AVAILABLE RECORDS Block Start

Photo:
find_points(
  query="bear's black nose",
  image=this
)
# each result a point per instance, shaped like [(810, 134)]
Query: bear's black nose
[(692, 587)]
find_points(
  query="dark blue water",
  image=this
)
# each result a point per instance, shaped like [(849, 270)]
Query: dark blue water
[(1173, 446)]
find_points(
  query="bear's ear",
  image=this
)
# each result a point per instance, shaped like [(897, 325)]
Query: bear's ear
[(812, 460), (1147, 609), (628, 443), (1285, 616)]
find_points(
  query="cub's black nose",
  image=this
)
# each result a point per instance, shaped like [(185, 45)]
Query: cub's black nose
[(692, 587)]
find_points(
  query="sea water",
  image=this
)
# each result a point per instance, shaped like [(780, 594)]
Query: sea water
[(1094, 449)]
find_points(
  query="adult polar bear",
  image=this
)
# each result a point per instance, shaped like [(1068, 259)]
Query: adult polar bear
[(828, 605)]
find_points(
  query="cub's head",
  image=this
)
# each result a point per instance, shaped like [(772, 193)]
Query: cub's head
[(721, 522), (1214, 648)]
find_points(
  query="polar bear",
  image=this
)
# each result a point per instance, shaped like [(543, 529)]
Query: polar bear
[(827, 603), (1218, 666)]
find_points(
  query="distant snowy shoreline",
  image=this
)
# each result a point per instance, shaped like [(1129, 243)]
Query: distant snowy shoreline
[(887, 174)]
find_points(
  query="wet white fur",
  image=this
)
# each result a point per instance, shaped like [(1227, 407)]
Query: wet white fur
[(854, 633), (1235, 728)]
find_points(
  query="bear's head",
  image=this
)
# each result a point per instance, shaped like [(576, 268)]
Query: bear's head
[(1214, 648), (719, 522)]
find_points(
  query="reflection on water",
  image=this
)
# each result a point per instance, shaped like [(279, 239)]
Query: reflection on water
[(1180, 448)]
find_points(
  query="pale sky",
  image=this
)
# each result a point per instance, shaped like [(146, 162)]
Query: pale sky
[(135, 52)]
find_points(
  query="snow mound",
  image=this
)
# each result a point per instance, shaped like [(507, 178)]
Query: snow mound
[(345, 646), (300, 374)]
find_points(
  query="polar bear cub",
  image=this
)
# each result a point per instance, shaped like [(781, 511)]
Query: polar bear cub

AVAILABLE RECORDS Block End

Print only the lines from the top of the data above down to the line holding "# each result a point per instance, shaped like [(1068, 259)]", inclusive.

YOUR SOLUTION:
Photo:
find_points(
  query="bear's black nose",
  image=this
)
# each result a point per instance, shaped like [(810, 134)]
Query: bear's black nose
[(692, 587)]
find_points(
  query="dark blue water",
  image=this
)
# each result a point per instance, shaped like [(849, 270)]
Query: dark blue water
[(1173, 446)]
find_points(
  query="bear's ear",
  image=this
)
# each result a point per instance, shaped like [(897, 325)]
Query: bear's ear
[(812, 460), (1147, 609), (628, 443), (1285, 616)]
find_points(
  query="cub's black nose",
  image=this
)
# each result a point per instance, shaped like [(185, 45)]
Query: cub's black nose
[(692, 587)]
find_points(
  query="sea water",
  image=this
)
# each result a point per instance, shaped like [(780, 594)]
Query: sea water
[(1094, 449)]
find_points(
  query="adult polar bear",
  image=this
)
# each result a point per instance, shaped like [(1068, 259)]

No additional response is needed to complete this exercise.